----- Data for this exercise
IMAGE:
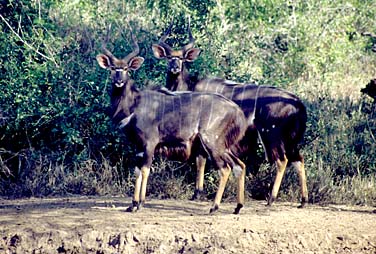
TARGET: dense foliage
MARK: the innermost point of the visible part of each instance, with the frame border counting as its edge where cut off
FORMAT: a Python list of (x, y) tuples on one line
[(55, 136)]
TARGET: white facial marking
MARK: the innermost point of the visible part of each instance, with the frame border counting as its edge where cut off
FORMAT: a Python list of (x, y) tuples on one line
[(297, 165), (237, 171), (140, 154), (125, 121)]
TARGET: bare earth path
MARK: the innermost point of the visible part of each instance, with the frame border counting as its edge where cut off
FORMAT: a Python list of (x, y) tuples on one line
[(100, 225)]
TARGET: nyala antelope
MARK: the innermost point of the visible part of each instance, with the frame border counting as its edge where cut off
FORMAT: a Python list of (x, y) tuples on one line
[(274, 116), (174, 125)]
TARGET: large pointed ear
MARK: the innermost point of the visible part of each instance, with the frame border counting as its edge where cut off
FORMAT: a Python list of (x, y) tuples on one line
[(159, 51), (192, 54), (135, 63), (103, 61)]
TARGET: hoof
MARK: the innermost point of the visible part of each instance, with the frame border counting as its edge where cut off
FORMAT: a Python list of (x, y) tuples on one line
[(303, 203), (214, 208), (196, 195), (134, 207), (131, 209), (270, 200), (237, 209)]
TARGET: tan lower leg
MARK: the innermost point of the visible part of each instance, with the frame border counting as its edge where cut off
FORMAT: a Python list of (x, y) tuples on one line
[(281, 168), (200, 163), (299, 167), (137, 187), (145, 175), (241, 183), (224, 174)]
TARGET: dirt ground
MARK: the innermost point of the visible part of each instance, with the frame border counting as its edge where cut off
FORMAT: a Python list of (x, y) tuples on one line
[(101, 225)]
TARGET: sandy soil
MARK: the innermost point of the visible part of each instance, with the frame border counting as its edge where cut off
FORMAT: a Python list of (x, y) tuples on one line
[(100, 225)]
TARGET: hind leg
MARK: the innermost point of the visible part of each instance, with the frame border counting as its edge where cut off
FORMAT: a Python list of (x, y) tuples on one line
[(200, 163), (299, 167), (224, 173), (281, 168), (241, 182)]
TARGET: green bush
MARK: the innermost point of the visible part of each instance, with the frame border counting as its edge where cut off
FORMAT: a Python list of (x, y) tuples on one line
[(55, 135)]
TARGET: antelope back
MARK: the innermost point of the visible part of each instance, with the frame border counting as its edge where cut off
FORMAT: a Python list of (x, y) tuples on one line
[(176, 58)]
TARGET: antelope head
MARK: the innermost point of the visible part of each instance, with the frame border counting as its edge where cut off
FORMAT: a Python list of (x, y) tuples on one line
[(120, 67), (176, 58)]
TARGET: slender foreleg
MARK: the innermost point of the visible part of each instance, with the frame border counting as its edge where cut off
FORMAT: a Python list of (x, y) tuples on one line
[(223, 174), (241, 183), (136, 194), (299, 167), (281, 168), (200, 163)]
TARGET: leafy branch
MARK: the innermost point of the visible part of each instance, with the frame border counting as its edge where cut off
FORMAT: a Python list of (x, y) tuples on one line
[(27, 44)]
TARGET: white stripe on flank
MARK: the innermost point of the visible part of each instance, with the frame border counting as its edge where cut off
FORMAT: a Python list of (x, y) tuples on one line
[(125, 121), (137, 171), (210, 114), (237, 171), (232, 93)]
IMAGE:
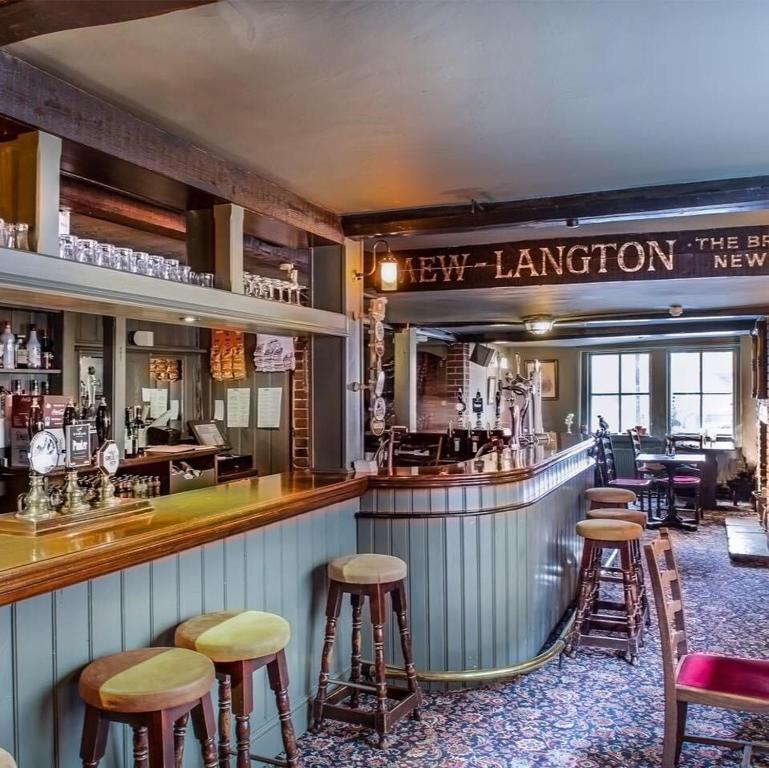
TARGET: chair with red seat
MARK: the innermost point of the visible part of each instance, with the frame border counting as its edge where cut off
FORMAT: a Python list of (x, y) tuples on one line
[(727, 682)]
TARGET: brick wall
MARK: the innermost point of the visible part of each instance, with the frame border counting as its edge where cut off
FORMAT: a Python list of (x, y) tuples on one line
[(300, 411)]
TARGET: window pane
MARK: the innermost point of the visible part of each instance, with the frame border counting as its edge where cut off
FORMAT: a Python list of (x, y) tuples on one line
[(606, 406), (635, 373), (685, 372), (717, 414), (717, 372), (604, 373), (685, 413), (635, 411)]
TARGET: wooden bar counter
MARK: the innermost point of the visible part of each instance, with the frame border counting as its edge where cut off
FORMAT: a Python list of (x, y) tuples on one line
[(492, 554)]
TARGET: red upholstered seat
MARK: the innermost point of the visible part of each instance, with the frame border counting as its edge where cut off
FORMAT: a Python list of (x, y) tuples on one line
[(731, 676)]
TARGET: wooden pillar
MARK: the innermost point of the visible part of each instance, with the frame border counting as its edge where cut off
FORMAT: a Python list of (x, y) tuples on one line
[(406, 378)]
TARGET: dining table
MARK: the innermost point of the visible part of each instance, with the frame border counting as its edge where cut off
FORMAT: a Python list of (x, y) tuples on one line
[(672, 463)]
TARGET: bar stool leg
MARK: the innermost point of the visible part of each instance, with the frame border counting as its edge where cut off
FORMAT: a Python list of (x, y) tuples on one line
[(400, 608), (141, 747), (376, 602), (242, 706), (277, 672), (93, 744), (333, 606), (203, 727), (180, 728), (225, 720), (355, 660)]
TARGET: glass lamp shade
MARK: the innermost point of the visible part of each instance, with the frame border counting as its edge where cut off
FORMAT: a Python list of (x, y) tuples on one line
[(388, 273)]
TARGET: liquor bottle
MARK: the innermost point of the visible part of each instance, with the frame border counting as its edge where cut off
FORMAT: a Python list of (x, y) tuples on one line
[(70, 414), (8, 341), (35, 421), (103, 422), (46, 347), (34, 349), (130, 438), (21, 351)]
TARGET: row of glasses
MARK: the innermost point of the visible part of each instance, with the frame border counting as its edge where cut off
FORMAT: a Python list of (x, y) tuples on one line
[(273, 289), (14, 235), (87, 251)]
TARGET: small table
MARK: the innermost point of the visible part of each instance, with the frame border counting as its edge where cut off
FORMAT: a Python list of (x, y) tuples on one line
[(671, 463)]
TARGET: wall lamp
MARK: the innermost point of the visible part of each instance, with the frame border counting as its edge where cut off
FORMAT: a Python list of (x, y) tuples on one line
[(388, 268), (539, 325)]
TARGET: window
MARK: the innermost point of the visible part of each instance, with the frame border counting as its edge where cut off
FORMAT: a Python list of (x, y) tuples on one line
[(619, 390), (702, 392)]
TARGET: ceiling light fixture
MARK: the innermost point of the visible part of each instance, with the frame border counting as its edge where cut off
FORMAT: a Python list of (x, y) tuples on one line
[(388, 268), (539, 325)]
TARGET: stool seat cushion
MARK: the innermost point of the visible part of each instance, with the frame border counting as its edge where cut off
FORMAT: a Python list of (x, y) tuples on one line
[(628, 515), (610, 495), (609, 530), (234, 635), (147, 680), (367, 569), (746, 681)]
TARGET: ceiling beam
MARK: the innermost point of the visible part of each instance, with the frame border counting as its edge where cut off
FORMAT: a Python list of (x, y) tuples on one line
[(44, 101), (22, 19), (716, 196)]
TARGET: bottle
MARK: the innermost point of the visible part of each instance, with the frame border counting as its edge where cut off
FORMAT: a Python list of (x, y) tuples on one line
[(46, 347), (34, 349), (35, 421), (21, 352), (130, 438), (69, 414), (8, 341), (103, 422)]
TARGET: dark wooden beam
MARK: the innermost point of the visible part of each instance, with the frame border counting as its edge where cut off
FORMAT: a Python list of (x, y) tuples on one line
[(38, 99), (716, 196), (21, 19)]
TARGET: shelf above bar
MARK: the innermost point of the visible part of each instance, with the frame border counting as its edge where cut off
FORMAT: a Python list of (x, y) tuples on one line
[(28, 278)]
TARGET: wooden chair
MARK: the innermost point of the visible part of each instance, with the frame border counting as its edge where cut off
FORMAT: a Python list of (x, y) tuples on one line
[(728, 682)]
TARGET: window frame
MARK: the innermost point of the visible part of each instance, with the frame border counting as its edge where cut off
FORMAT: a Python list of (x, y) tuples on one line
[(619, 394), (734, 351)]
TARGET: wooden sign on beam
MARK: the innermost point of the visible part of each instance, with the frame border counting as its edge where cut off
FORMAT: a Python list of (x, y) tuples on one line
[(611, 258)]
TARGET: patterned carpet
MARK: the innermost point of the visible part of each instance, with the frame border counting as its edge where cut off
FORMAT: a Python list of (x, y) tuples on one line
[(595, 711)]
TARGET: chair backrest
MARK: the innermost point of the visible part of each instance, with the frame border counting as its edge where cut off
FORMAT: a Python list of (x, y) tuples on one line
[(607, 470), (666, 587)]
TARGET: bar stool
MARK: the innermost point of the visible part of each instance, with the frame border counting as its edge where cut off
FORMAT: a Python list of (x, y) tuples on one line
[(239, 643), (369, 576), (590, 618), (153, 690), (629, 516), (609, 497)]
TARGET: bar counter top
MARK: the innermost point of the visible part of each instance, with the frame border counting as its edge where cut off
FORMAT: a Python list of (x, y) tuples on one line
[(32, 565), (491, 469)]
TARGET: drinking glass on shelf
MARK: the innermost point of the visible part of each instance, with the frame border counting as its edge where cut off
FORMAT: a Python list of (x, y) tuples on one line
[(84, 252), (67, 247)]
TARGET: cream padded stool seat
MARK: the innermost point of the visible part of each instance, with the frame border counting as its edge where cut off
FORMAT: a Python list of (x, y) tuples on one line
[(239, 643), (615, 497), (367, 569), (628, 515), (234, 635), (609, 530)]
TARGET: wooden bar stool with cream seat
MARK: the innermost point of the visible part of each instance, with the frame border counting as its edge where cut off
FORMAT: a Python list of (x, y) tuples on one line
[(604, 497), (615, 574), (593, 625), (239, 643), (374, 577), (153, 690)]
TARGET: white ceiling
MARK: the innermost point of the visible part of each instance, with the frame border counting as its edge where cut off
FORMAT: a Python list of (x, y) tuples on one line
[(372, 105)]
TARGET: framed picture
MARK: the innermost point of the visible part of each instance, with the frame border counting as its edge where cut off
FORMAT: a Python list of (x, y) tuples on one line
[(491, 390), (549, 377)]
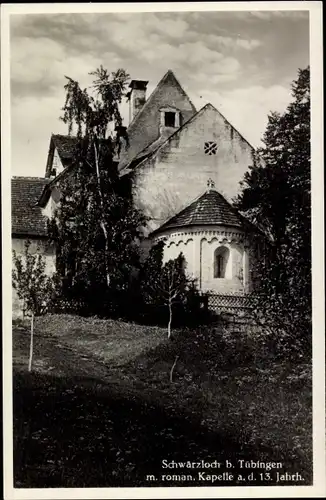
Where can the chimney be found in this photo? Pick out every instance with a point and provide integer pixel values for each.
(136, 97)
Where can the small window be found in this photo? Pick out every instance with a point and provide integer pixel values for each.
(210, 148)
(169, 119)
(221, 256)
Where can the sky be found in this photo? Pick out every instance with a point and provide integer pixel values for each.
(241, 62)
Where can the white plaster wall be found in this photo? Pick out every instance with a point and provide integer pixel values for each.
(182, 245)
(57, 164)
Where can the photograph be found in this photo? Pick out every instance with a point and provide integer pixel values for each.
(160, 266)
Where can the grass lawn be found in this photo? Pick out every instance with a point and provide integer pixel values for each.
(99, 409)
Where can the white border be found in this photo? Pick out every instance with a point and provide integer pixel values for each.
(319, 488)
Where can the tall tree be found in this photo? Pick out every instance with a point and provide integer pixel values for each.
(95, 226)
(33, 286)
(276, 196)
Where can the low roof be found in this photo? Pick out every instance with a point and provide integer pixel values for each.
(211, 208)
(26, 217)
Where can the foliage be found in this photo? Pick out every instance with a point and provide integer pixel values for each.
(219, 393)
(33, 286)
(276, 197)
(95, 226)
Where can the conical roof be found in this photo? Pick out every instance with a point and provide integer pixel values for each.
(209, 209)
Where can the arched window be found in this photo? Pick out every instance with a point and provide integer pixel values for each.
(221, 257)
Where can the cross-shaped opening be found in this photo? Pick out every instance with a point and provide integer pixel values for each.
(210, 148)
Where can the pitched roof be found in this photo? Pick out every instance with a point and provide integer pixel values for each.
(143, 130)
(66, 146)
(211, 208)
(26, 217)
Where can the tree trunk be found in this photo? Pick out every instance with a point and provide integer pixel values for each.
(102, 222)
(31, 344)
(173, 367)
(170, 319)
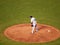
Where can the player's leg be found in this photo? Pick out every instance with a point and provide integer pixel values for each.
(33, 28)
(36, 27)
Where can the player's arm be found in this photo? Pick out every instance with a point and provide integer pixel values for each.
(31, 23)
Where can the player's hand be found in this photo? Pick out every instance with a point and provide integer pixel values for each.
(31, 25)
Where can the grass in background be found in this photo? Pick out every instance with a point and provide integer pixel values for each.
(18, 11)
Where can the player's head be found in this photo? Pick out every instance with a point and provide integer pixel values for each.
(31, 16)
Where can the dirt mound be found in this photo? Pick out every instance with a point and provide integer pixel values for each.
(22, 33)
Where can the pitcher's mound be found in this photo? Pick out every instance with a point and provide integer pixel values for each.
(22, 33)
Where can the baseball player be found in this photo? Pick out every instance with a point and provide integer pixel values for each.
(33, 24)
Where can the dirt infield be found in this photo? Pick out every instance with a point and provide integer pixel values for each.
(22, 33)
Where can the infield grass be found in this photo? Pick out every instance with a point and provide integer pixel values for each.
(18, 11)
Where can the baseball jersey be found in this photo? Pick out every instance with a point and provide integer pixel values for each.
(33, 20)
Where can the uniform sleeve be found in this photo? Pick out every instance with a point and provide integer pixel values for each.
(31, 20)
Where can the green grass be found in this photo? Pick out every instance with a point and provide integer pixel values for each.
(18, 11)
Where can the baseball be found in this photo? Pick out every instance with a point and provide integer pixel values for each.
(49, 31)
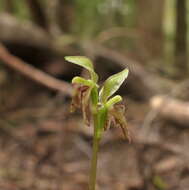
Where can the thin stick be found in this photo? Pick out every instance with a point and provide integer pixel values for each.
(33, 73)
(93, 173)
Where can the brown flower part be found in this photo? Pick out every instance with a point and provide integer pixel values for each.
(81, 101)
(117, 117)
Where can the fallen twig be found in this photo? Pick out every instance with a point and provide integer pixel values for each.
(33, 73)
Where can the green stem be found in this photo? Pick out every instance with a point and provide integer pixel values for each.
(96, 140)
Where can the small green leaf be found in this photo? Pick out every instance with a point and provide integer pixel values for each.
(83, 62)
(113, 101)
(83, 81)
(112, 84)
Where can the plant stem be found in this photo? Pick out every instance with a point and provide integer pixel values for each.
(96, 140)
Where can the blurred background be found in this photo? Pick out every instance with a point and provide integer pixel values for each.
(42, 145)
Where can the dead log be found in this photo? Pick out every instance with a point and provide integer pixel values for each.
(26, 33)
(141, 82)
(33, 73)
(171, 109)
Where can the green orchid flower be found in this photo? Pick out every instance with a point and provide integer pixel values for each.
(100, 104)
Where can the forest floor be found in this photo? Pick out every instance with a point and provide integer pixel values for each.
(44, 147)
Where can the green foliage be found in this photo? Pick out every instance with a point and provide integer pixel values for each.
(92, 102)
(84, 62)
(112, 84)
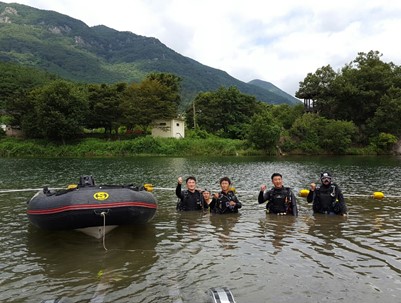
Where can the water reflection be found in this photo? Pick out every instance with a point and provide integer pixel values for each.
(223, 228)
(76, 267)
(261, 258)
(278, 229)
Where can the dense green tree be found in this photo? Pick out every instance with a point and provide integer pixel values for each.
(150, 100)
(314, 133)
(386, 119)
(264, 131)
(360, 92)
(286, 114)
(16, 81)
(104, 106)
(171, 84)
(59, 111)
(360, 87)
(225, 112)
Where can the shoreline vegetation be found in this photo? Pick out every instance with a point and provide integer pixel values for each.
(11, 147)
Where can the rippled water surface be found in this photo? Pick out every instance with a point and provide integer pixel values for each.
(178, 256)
----------
Produce an exact reproduction of the lines from the line containing "Where can the blurred" through the last line of the records. Any picture is left out.

▶ [Response for this exercise]
Where can the blurred background be found in this photo? Pick out every instance with a point and provide integer pixel values for each.
(42, 145)
Where can the dead log be found in this photo? Pick out every instance with a point and provide integer pixel values for each.
(26, 33)
(141, 82)
(33, 73)
(171, 109)
Where can the green orchid flower be found in this photo? Pick out every instance with a point and provide integer pixel values for each.
(100, 104)
Where can the forest floor be found in this photo? Pick out every instance with a point and provide integer pixel values for each.
(44, 147)
Where can the green foliage be found in this photo? Pick out every instance with a point and provide integer pixel values for each.
(92, 102)
(84, 62)
(112, 84)
Where can the water reflection be found in this photo? Pick out every instance with a point and provide integer pixel values for each.
(223, 228)
(76, 267)
(261, 258)
(278, 229)
Where can the dense green tree be found in this photo? Pick out every instance with a point and provide integer pixel values for each.
(150, 100)
(314, 133)
(386, 119)
(264, 131)
(360, 92)
(286, 114)
(16, 81)
(104, 106)
(171, 84)
(59, 111)
(360, 87)
(225, 112)
Where can the shoreline vegetation be found in this photo? Pick out every instance with a point and provide integer pixel values for each.
(11, 147)
Where can the rippled water surface be found in this photo? Pick out every instance with a point and provide integer pixel values for each.
(178, 256)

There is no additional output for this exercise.